● Information provided
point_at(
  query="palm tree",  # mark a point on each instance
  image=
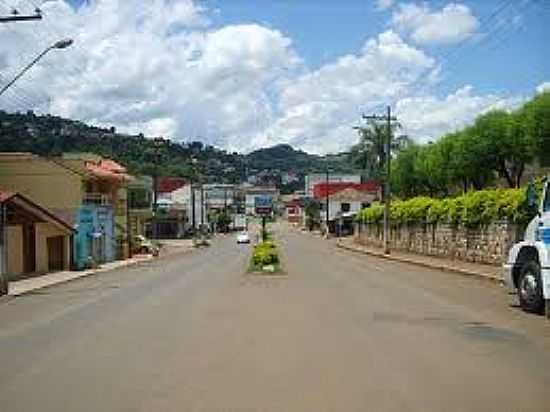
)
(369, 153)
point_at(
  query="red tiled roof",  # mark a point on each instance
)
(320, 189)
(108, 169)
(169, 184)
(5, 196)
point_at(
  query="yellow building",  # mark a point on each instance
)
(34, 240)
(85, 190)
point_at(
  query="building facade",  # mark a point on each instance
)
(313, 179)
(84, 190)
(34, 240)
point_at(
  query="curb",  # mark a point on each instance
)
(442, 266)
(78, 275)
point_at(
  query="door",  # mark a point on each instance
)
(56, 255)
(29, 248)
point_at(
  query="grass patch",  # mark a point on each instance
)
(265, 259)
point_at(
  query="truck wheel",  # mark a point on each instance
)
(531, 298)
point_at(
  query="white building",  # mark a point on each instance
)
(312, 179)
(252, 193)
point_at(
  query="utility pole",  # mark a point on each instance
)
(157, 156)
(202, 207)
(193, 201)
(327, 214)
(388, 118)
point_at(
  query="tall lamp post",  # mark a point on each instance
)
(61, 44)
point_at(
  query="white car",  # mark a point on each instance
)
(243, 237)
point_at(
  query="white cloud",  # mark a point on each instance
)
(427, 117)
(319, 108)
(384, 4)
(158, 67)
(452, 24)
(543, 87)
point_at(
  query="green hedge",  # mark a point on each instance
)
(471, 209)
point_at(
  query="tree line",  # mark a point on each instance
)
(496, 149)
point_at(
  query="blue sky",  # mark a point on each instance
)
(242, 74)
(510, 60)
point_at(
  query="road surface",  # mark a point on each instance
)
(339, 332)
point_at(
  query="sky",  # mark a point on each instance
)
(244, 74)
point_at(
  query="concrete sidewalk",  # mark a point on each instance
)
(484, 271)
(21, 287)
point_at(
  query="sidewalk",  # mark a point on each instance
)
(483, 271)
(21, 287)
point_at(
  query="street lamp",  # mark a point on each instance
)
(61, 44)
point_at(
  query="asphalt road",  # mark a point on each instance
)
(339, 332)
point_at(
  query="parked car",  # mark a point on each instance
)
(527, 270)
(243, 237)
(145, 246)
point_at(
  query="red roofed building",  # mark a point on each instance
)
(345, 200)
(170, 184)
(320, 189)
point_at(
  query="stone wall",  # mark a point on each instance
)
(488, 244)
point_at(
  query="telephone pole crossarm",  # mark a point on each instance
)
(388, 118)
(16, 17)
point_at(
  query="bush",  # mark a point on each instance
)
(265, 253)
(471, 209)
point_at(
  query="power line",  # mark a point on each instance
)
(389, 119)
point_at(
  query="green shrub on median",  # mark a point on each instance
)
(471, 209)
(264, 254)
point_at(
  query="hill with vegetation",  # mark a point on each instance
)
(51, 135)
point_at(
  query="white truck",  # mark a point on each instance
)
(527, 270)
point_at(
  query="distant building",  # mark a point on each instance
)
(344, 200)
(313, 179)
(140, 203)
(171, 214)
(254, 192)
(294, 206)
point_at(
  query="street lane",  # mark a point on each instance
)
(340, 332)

● Aim
Write out all the entries word for word, but skip any images.

● Full answer
point_at(
  query="palm tree",  # mark a point on each instance
  image=
)
(369, 153)
point_at(
  query="red tiled roof",  # mark a point on each instance
)
(320, 189)
(108, 169)
(169, 184)
(5, 196)
point_at(
  query="yellow building",  # mark a point on each instance
)
(34, 240)
(85, 190)
point_at(
  query="building facade",  # mark a point on each instance
)
(313, 179)
(84, 190)
(34, 240)
point_at(
  query="curb",  # mark a point on each instance
)
(442, 266)
(78, 275)
point_at(
  query="door",  # mark a point on each instance
)
(56, 255)
(29, 248)
point_at(
  query="grass patch",  # mark a point on each instance
)
(265, 259)
point_at(
  query="truck wheel",  # mark a point on each instance
)
(531, 298)
point_at(
  query="white building",  # mark a point on each instance
)
(312, 179)
(252, 193)
point_at(
  query="utility pole",  # mark a point on each instance
)
(157, 156)
(202, 207)
(193, 201)
(327, 214)
(388, 118)
point_at(
  query="tall lamp post",  # mark a point on each instance
)
(61, 44)
point_at(
  query="white car",  # mark a point on each instance
)
(243, 237)
point_at(
  query="white cloud",  # mark a point on each instance
)
(427, 117)
(319, 108)
(384, 4)
(158, 67)
(452, 24)
(543, 87)
point_at(
  query="green hedge",  # mark a point on each instance
)
(471, 209)
point_at(
  query="tree line",  # mark a point on each instance
)
(496, 149)
point_at(
  query="blue sky",  # mark a point on each instance
)
(242, 74)
(510, 60)
point_at(
  query="road surface",  # mark a point on each instance
)
(339, 332)
point_at(
  query="sky",  # mark a point on each instance
)
(244, 74)
point_at(
  query="concrete sidewalk",  # mark a point on each instance
)
(484, 271)
(21, 287)
point_at(
  query="sidewalk",  # mark a point on each instance
)
(483, 271)
(21, 287)
point_at(
  query="street lamp",  # mark a point on each instance
)
(61, 44)
point_at(
  query="asphalt road",  # mark a point on each instance
)
(339, 332)
point_at(
  query="parked car",  # mark a point on each instance
)
(527, 270)
(243, 237)
(145, 246)
point_at(
  query="red roofed building",  # mark a point on each instance
)
(345, 200)
(170, 184)
(320, 189)
point_at(
  query="stone wall",  # mark a point on each instance
)
(488, 244)
point_at(
  query="telephone pole crossarm",  # mark a point on each instance
)
(388, 118)
(16, 17)
point_at(
  query="bush",  # mark a point on each instance
)
(265, 253)
(471, 209)
point_at(
  query="power line",  # mark a point on each instance
)
(389, 119)
point_at(
  query="green shrub on median",  # mark a point on each instance
)
(471, 209)
(264, 254)
point_at(
  query="hill with vegetation",  # mark a point on each instance
)
(51, 135)
point_at(
  query="white truck",  # mark a point on each instance
)
(527, 270)
point_at(
  query="distant building",  # mark a point on each instance
)
(344, 200)
(313, 179)
(140, 203)
(171, 214)
(254, 192)
(294, 206)
point_at(
  query="street lane",  # mark a point on each instance
)
(340, 332)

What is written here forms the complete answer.